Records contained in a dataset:

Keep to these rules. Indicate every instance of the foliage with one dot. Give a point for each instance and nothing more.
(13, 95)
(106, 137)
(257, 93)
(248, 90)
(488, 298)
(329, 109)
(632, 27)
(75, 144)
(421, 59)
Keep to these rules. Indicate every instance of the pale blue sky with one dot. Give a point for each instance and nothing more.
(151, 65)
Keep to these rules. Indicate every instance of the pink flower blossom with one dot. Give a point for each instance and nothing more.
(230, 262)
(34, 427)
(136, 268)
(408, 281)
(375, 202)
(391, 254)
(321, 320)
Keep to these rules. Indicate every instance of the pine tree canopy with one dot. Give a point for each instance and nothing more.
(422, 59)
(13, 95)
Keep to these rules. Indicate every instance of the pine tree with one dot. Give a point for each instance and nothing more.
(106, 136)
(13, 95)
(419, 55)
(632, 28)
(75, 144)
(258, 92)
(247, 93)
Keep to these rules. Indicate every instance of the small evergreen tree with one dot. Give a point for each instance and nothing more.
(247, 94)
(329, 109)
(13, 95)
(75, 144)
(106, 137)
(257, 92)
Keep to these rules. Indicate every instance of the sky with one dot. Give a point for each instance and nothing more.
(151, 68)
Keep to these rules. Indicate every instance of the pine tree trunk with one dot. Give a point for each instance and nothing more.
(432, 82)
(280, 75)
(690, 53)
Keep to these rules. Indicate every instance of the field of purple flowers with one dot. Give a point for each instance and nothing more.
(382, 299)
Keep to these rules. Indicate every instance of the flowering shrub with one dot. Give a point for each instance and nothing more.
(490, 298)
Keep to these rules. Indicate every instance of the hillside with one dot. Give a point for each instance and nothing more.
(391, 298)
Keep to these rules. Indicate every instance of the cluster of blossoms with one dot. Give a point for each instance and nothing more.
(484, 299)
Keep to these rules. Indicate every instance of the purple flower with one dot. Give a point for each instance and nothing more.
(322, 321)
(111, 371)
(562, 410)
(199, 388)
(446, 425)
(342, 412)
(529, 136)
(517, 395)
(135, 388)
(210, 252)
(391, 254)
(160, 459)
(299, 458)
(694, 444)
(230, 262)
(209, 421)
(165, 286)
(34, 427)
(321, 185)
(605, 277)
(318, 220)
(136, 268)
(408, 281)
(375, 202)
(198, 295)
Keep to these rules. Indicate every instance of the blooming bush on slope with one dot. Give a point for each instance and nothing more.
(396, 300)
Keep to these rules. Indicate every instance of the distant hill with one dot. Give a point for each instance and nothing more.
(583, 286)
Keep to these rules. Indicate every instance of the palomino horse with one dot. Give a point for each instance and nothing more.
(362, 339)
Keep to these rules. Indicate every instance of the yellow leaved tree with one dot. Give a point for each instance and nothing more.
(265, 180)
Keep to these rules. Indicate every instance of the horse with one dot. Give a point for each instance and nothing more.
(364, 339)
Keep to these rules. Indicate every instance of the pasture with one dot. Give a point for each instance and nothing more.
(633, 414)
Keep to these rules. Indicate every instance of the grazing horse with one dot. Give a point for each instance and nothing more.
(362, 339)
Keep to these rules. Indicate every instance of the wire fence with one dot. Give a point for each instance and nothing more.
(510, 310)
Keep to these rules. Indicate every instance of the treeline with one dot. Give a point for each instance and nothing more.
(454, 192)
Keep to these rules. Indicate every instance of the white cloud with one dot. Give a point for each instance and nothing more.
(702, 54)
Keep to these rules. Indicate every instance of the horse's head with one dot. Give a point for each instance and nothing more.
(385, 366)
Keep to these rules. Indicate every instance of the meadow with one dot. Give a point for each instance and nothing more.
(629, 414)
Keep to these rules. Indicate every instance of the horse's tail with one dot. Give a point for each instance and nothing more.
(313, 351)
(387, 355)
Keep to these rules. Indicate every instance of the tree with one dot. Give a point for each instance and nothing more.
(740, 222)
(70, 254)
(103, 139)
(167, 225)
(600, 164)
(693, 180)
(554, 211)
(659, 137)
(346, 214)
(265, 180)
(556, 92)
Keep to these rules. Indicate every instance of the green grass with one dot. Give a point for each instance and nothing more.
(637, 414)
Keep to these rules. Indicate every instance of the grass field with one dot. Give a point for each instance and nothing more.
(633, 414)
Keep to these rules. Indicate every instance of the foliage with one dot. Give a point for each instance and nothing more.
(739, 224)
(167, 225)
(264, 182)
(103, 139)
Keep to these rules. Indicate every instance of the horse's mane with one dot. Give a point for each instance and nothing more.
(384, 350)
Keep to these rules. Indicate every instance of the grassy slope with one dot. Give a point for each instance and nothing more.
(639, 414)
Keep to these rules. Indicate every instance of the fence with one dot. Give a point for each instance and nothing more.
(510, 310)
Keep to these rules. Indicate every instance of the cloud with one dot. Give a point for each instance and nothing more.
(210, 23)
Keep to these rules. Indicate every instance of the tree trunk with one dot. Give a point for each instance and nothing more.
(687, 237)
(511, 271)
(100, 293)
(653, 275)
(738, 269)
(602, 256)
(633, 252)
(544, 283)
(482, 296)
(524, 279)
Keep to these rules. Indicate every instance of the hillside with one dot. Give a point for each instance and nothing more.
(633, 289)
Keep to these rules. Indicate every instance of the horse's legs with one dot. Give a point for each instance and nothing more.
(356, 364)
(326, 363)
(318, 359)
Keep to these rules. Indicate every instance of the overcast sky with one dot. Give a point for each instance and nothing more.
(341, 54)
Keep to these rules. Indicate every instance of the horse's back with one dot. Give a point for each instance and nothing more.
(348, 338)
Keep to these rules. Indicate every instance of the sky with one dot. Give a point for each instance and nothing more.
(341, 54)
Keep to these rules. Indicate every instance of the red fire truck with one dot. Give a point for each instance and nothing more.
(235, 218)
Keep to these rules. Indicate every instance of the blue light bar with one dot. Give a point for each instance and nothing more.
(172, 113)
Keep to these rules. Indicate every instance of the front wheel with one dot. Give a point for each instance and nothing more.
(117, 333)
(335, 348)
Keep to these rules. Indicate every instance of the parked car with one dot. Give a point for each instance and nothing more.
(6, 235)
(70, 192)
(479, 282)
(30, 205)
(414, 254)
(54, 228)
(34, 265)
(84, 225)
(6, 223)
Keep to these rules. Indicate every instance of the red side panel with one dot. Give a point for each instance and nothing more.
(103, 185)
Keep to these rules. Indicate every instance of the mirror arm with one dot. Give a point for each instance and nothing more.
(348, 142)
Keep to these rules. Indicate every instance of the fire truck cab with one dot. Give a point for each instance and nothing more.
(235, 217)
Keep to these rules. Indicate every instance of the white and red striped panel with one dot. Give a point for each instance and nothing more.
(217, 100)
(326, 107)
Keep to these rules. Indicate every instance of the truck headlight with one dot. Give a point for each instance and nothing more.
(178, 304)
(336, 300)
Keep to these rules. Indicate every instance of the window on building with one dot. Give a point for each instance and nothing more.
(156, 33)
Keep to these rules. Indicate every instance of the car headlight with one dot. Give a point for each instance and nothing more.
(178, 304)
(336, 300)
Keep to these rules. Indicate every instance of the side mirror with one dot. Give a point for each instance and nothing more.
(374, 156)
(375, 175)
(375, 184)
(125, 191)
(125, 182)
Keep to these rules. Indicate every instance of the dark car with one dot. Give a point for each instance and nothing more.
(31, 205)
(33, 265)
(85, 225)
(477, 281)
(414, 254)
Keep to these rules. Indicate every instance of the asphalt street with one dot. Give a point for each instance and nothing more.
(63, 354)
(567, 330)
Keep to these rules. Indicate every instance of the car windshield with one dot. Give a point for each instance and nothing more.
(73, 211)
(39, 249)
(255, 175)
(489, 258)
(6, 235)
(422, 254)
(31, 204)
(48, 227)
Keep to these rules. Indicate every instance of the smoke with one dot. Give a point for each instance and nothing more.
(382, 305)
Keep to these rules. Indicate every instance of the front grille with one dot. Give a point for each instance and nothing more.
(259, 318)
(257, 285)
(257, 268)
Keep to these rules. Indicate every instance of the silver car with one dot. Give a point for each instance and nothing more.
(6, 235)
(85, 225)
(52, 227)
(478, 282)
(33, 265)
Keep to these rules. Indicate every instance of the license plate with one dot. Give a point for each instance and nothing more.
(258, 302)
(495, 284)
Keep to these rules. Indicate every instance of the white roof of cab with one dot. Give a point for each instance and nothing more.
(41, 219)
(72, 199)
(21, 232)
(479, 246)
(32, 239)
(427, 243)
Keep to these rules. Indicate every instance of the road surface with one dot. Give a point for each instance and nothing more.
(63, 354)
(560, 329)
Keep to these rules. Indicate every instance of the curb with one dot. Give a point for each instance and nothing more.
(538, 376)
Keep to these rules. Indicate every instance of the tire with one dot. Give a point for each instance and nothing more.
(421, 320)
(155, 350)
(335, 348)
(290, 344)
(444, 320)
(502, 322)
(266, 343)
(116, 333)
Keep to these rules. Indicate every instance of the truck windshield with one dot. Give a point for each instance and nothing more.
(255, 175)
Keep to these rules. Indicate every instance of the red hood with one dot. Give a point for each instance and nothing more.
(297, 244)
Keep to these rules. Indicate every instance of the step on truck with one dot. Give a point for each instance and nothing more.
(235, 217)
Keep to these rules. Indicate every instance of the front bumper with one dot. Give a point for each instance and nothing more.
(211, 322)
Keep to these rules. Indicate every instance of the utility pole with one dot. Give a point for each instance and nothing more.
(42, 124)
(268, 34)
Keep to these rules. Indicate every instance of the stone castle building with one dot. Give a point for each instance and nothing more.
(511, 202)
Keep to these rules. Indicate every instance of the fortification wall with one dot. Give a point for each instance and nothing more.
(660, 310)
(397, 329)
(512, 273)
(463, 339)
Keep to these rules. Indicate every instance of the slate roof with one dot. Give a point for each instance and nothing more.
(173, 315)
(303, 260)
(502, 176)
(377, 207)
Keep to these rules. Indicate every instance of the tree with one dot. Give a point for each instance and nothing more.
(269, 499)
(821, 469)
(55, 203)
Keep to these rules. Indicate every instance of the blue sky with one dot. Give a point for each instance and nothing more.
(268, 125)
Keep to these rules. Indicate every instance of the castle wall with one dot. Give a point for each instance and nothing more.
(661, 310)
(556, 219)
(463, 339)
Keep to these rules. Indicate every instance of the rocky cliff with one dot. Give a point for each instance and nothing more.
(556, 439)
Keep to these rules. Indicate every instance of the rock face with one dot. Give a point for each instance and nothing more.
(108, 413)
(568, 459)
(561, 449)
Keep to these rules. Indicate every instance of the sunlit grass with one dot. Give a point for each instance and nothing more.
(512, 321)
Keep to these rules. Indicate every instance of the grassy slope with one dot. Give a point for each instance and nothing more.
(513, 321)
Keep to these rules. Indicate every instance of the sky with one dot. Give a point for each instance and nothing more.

▸ Directions for this task
Repeat only the lines running from the line that contains "Keep to these rules. Indicate every instance of the castle" through the last line above, inclusive.

▸ Complete output
Keep to these rules. Indicate every instance of the castle wall with one dot. Give a point for each instance and nothing more.
(661, 310)
(556, 219)
(463, 339)
Keep to these rules. Indicate every instance of the rocky cliff with one dot. Give a point for each instance and nothing more.
(556, 439)
Keep to these rules. Indicate every instance of the rock face with one dot. Give a point for each instance and nothing more.
(108, 413)
(568, 459)
(561, 449)
Keep to these rules. Indicate every instance of the sunlit grass with one dot. Give a point for each instance and nothing more.
(512, 321)
Keep to these rules. Indicate every instance of the grassy slope with one dot. Give a point for each instance and nothing more.
(513, 321)
Keep to these rules. Indicate every instance of the sky with one dot. Give a point for each instance and nothing more.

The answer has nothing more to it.